-- AUSGEWÄHLTER AUSZUG --
Wieso wird rot tendenziell siegen, beide Punkte werden doch von Menschen gespielt ? 

Das war nur ein Beispiel, die Punkte können auch grün und gelb sein :bae:


----------



## eMmiE (13. Jun 2014)

Ich weiß ja nicht, wie das mit Multiplayer und Netzwerkverbindung aussieht, aber ich denke, dass so ein kleines Spiel eher von zwei Spielern / mehreren an einem PC gespielt wird

Inwiefern musst du da Netzwerke einbinden oder soll das einfach nur eure Kreativität ansprechen?


----------



## leon_20v (13. Jun 2014)

In verschiedenen Studien ist festgestellt worden, dass z.B. im Kampfsport tendenziell die Kämpfer mit roten Helmen eine höhere Gewinnchance hatten wie die mit blauen Helmen.

Das liegt daran, das Rot als Warnfarbe interpretiert wird und auch etwas aggressives darstellt. Blutrausch z.B. ist auch Rot, oder man sagt auch man sieht Rot.

Blau hingegen ist eine ruhige ausgeglichene Farbe die eher beruhigt. 


Und durch die verschiedenen wellenlängen wird Rot immer im Vordergrund dargestellt und blau im Hintergrund. Deswegen sind vermutlich auch die alten 3D Brillen blau/rot ^^


----------



## FelixBaum (13. Jun 2014)

Es geht im Moment noch nicht um die Umsetzung. Also geht es erstmal nur um unsere Kreativität. Das Implementieren und Einbinden von Netzwerken kommt erst nach der kreativen "Phase" 


Und wenn wir 2 gleichfarbige Punkte nehmen ? Dann gibt es keine Wahrscheinlichkeit, dass der andersfarbige Punkt gewinnt


----------



## JavaGamer (16. Jun 2014)

FelixBaum hat gesagt.:


> Es geht im Moment noch nicht um die Umsetzung. Also geht es erstmal nur um unsere Kreativität. Das Implementieren und Einbinden von Netzwerken kommt erst nach der kreativen "Phase"
> 
> 
> Und wenn wir 2 gleichfarbige Punkte nehmen ? Dann gibt es keine Wahrscheinlichkeit, dass der andersfarbige Punkt gewinnt



Ähm, und wie soll man dann unterscheiden können ob man jetzt der Punkt oder der andere Punkt ist? Dann müsste darüber ja noch eine Info mit dem Spielernamen sein.

Aber zur Idee: Wenn es erlaubt ist noch ein wenig mehr einzubauen außer nur die zwei Punkte --> Capture the Flag, Items zum aufsammeln (Munition, Lebenspackete, die Leben regenerieren, Waffen...)

Man könnte auch noch Missionen und eine Kampange erstellen (Coop-Modus aber  und vielleicht ja auch noch Singleplayer, wenns erlaubt ist).


----------



## eMmiE (17. Jun 2014)

Was ich mir auch gut vorstellen könnte, wär so eine Art Wrestling Kampf
Die Punkte müssen sich gegenseitig aus dem Bildschirm schubsen
Dabei können sie mit den Pfeiltasten beschleunigt oder abgebremst werden
Kollisionsberechnung mithilfe der momentanen Geschwindigkeit (-> Superpositionsprinzip => oben/unten u. links/rechts)


----------

-- AUFGABE A --
Nenne alle Benutzernamen, die im Forenauszug als Überschrift samt Datum über einem Beitrag stehen. Führe jeden Namen nur einmal auf.

Ein Datenblock
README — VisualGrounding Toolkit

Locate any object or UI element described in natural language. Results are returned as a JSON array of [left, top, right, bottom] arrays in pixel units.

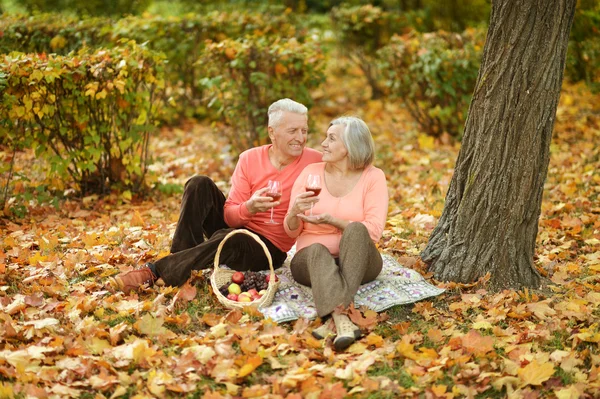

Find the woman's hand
[[290, 191, 319, 216], [246, 187, 281, 215], [298, 213, 333, 224]]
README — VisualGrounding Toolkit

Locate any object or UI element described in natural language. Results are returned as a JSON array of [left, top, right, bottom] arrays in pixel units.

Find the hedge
[[378, 29, 484, 138], [0, 41, 165, 194], [198, 36, 325, 151]]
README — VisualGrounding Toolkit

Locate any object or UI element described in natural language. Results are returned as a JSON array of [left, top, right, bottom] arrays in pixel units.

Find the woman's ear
[[267, 126, 275, 143]]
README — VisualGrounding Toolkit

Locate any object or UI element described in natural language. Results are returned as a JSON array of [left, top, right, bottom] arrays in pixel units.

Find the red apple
[[238, 292, 252, 302], [231, 272, 244, 284], [227, 294, 237, 302]]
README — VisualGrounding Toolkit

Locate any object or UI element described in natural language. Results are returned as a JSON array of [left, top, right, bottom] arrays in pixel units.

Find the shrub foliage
[[198, 36, 325, 150], [379, 29, 484, 137], [0, 42, 164, 193]]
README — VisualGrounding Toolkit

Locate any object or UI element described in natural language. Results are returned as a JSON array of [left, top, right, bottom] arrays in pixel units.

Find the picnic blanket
[[259, 248, 445, 323]]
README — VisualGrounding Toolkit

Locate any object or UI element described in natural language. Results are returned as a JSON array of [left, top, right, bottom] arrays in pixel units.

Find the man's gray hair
[[268, 98, 308, 127], [329, 116, 375, 170]]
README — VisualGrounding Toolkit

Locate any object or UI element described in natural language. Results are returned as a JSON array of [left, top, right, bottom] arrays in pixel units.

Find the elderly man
[[112, 98, 321, 293]]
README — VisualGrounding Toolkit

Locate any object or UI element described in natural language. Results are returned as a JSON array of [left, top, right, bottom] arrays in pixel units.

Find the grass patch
[[554, 367, 576, 386], [367, 359, 415, 389]]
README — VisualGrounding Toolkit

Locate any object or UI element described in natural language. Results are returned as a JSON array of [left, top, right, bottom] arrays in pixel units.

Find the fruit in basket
[[231, 272, 244, 284], [238, 292, 252, 302], [219, 284, 229, 296], [227, 283, 242, 295], [227, 294, 237, 302]]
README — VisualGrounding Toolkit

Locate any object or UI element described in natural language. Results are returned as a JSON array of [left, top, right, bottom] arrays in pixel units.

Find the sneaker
[[312, 319, 335, 339], [332, 313, 360, 352], [114, 266, 157, 294]]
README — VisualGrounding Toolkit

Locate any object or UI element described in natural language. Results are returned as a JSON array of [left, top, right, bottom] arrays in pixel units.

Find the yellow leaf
[[367, 333, 383, 348], [50, 35, 67, 50], [527, 299, 556, 320], [96, 89, 108, 100], [85, 337, 112, 355], [238, 356, 262, 378], [29, 69, 44, 82], [517, 360, 554, 387], [554, 385, 581, 399], [396, 336, 419, 360], [134, 313, 174, 337], [275, 62, 287, 75], [417, 134, 435, 150]]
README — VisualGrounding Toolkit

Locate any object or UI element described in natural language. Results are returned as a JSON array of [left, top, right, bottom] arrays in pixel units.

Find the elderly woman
[[284, 117, 388, 351]]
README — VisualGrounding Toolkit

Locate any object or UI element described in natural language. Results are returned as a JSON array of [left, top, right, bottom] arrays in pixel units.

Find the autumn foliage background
[[0, 1, 600, 399]]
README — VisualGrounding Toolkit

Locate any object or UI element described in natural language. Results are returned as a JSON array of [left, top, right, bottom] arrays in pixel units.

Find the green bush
[[0, 42, 164, 193], [113, 11, 303, 119], [0, 14, 112, 55], [198, 36, 325, 150], [379, 29, 484, 137], [566, 0, 600, 91], [422, 0, 491, 32], [21, 0, 151, 16], [330, 5, 406, 99]]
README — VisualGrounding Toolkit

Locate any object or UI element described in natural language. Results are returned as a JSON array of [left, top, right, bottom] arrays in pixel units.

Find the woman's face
[[321, 125, 348, 162]]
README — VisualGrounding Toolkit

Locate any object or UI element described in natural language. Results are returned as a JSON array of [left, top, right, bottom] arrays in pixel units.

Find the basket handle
[[214, 229, 275, 276]]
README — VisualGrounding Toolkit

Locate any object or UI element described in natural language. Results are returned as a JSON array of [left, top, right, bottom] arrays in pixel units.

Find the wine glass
[[265, 180, 281, 224], [304, 174, 321, 216]]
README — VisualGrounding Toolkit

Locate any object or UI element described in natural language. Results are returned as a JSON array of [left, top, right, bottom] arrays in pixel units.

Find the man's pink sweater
[[224, 144, 322, 252], [284, 162, 389, 256]]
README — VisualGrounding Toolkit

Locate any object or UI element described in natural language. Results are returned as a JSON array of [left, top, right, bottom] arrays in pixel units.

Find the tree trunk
[[421, 0, 576, 290]]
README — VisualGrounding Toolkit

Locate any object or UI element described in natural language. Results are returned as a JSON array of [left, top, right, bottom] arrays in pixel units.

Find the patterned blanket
[[259, 248, 444, 323]]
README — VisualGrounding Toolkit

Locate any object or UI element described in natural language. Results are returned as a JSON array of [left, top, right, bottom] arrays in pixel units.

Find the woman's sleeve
[[283, 168, 306, 238], [363, 169, 389, 242]]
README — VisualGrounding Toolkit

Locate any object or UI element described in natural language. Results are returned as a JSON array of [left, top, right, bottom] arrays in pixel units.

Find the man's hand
[[298, 213, 333, 225], [290, 191, 319, 217], [246, 187, 281, 215]]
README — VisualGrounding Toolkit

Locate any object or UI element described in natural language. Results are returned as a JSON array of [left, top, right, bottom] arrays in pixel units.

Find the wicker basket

-- AUFGABE B --
Zähle die Zeilen der Datensätze, die das Wort "foliage" enthalten, wobei Groß- und Kleinschreibung zählt. Gib nur die Zahl an.

-- LÖSUNG A --
eMmiE, leon_20v, FelixBaum, JavaGamer

-- LÖSUNG B --
2